__Given problem__
Please rewrite the part of the rows that opens with the line containing "Exercise. Point out each instance of the front bumper" and closes at the end of the rows, keeping every line, and offset each coordinate in the answers by adding 130 to it.

__Provided material__

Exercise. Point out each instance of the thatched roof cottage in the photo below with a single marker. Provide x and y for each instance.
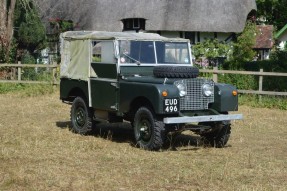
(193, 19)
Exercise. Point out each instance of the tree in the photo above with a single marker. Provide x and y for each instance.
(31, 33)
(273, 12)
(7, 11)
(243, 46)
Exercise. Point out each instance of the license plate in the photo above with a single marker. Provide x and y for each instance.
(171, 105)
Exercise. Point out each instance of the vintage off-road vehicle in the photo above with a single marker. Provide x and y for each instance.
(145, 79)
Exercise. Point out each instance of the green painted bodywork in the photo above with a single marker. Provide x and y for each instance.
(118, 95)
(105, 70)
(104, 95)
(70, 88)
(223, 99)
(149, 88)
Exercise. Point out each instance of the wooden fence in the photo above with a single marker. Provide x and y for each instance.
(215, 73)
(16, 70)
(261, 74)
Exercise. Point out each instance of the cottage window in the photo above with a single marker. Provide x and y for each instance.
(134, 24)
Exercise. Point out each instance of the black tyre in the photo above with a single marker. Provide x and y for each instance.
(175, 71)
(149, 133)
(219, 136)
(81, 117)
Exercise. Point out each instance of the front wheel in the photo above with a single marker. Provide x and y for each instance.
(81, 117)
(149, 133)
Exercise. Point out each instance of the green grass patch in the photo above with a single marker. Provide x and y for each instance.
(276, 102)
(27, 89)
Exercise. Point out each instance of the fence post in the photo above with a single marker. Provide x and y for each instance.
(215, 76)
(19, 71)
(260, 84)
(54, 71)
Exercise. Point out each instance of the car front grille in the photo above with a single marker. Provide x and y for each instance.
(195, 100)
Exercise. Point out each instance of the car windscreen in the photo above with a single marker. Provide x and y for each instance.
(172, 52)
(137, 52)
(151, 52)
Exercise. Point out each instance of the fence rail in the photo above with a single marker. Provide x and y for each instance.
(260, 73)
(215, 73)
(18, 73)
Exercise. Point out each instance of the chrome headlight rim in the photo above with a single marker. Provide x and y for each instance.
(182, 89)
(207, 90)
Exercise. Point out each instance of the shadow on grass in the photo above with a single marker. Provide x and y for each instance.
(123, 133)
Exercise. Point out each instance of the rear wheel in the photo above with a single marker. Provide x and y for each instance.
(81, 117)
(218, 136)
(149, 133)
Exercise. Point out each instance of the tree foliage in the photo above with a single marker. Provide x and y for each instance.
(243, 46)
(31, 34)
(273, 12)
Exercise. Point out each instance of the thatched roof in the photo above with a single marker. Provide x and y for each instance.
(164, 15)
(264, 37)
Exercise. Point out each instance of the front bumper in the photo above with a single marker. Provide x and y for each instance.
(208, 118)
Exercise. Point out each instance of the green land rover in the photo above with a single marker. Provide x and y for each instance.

__Reply to the exercise__
Exercise. Point out each instance of the front bumper in the photo above with a single marker. Provide x and y for each instance.
(338, 248)
Exercise. Point out each instance of the green land rover in the photo above with a single marker. Provide x and y for each instance.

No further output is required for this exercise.